Data pulled from a collection:
______

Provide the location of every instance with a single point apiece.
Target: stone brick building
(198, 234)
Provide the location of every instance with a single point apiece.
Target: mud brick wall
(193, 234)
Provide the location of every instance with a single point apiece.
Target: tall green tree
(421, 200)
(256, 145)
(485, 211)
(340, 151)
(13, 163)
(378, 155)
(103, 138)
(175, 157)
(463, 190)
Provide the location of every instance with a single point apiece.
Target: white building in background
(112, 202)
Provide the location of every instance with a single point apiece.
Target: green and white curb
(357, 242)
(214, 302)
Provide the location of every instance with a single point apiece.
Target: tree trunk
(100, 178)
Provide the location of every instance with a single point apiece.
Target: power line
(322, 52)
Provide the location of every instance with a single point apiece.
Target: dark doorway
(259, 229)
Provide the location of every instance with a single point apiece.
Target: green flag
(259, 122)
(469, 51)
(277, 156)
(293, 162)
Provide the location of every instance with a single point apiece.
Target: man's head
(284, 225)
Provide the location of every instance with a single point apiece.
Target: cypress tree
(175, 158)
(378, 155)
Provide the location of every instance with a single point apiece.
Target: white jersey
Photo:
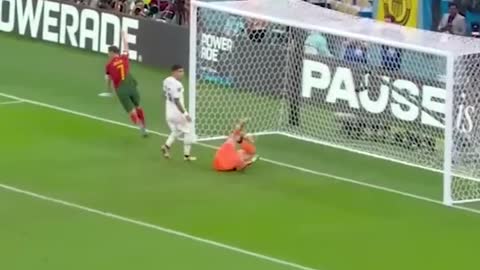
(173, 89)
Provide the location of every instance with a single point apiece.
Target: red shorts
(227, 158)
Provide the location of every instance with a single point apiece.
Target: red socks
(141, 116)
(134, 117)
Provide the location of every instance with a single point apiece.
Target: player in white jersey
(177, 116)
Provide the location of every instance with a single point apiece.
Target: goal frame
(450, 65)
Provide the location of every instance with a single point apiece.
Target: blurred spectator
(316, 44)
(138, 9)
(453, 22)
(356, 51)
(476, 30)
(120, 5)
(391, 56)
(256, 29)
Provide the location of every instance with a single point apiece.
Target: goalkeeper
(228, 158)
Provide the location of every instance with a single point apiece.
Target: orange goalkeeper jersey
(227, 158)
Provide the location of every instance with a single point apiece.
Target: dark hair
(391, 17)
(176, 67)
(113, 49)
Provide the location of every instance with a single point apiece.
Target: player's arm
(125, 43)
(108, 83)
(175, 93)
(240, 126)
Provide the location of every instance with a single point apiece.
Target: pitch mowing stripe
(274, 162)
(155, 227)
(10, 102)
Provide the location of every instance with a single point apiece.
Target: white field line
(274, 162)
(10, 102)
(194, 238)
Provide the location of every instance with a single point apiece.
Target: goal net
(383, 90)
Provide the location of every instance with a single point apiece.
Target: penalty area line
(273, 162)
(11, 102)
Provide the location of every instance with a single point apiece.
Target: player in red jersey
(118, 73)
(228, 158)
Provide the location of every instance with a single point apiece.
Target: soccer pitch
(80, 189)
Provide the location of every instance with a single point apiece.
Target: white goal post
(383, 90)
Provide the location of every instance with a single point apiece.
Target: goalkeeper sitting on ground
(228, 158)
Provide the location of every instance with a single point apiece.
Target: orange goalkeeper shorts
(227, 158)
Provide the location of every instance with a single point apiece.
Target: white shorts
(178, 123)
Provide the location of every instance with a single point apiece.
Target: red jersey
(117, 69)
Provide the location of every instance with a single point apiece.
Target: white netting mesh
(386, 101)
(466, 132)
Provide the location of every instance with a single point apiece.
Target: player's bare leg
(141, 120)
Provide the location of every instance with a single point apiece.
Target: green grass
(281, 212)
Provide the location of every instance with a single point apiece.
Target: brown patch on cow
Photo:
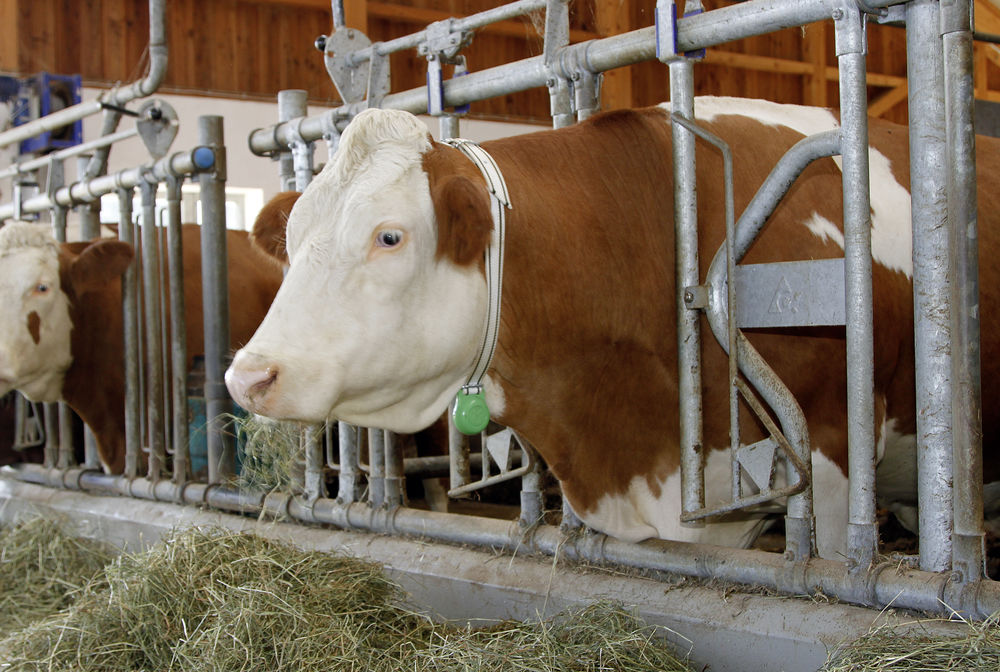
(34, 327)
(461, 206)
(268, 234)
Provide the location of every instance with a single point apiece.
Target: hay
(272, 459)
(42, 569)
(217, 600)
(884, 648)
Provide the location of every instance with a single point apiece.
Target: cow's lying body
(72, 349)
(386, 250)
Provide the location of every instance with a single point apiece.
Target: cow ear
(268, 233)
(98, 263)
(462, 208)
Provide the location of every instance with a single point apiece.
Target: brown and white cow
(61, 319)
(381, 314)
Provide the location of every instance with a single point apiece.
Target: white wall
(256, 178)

______

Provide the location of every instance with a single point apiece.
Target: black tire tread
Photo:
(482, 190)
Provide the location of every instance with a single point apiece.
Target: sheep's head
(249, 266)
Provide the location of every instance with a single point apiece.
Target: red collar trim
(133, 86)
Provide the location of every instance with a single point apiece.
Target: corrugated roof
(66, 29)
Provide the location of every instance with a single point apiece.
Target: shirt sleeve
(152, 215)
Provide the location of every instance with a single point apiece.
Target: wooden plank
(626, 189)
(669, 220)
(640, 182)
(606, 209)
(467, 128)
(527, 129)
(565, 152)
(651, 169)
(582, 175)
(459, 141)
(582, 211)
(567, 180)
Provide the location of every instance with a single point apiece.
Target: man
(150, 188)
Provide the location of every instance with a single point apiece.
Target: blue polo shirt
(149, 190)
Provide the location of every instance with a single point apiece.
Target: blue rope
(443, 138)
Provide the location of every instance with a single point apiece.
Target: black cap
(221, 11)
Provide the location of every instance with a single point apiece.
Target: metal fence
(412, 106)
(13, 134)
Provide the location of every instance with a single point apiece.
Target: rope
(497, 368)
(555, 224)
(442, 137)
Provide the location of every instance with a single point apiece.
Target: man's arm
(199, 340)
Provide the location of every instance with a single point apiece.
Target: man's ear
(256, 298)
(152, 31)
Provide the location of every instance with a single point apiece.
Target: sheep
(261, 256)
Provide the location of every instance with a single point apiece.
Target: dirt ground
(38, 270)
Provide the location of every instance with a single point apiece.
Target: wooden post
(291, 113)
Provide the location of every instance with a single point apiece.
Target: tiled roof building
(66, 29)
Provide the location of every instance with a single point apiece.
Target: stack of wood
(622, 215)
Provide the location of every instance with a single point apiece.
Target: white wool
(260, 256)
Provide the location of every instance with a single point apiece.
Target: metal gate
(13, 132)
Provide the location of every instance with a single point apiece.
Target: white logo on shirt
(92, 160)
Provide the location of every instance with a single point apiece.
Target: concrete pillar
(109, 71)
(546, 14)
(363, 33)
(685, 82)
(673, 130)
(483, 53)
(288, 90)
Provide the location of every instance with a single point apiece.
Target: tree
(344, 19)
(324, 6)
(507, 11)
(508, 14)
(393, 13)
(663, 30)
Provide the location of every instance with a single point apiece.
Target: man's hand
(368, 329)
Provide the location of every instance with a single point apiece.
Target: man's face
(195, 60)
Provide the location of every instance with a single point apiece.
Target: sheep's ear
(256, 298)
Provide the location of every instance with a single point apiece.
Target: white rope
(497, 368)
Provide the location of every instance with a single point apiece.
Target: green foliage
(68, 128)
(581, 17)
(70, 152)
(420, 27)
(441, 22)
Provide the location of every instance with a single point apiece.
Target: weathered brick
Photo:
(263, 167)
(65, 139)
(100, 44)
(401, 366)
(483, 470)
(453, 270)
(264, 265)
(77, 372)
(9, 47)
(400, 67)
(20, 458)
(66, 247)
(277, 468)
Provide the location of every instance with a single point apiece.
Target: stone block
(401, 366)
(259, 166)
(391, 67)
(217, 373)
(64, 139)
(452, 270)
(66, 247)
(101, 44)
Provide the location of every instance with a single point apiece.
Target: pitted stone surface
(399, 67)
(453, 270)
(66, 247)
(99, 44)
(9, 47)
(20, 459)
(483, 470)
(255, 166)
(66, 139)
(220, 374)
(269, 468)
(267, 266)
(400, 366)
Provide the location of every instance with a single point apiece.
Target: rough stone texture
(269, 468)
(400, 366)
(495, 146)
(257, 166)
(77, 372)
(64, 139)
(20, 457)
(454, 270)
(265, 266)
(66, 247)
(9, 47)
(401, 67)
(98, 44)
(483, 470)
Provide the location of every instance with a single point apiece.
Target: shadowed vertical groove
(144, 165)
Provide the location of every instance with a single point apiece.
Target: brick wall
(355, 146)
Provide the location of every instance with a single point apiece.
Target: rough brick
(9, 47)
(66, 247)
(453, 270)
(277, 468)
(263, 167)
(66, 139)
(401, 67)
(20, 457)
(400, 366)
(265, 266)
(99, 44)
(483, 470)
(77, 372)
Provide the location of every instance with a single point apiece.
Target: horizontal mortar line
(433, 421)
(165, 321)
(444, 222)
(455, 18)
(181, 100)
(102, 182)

______

CHALLENGE: List every line of the records that contains the string "roof". Matching is case-sensitive.

COMPLETE OUTPUT:
Target: corrugated roof
Target: tiled roof building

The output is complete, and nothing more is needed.